# GIVEN REQUEST 1
Reproduce the listing word for word from its first line to the line containing "hole_rule: even-odd", including both of those lines.

Sauveur, along with PawSox manager Ron Johnson and hitting coach Russ Morman are staying with the big league team until their own games start in mid March.
"It's a lot easier this year, knowing a lot more people," Sauveur said of his second spring training with the organization. "It's going very smooth. It's very professional. The Red Sox are a class organization.
"What's really impressed me with the organization in the time that I've been here is that the caliber or the makeup of the kids they have in this organization is so strong. I'm so impressed with it. I meet these kids and they've got good manners. They're ready to learn, and they want to learn. They ask a lot of questions. They're very personable. And it's not always that way with every organization."
Spring training offers the younger players in the system an opportunity to work with veteran players, observe them, and pick their brains for instructions.

# GIVEN REQUEST 2
Extend the passage about Red Sox spring training, picking up after its final sentence.

# RECORDS FOR PROCESSING
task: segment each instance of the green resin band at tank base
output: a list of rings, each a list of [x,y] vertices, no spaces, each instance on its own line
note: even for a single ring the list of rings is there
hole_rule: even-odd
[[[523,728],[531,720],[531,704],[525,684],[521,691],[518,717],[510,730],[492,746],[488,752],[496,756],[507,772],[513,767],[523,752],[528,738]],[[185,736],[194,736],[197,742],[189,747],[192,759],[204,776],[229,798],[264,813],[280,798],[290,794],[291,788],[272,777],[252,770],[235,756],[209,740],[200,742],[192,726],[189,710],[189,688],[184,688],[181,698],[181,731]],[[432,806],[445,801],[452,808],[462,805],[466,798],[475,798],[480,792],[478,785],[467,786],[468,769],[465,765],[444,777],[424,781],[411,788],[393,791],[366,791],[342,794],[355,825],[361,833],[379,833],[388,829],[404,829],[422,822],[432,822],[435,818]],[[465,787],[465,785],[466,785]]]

# WRITTEN RESPONSE 1
task: segment each instance of the green resin band at tank base
output: a list of rings, each a list of [x,y] vertices, no spaces, each instance on its own line
note: even for a single ring the list of rings is there
hole_rule: even-odd

# WRITTEN RESPONSE 2
"In spring training I see it a lot which is great," Sauveur said. "Tim Wakefield is a great teacher. I pick his brain, because number one I had Charlie [Zink, another knuckleballer, like Wakefield] and I want to see Charlie improve on last year. I know he was the International League pitcher of the year, but I'd like to see him improve on that, and he can do that, because there are some games he should have won. So, I've picked Wake's brain.
In some organizations minor league pitchers can be intimidated being in the same clubhouse as the older, established veterans.
"I don't see that here," Sauveur said. "The Brad Pennys, the John Smoltzes, these guys are just outstanding. They're very nice to the young kids. And, I know coaches tell these guys 'Hey, help these kids out.' But they don't have to, but then you see them working with them. Any time you look into the dugout you'll see them talking to these young kids up on the rail. It's outstanding, it really is and it helps us. This is where you want to be, especially come April 6. You want to be in Boston for Opening Day. And they're pretty close."
Grapefruit League games just started Wednesday, with an extended schedule because of the World Baseball Classic. So, there's a lot of time before rosters - big league and minor league - are set.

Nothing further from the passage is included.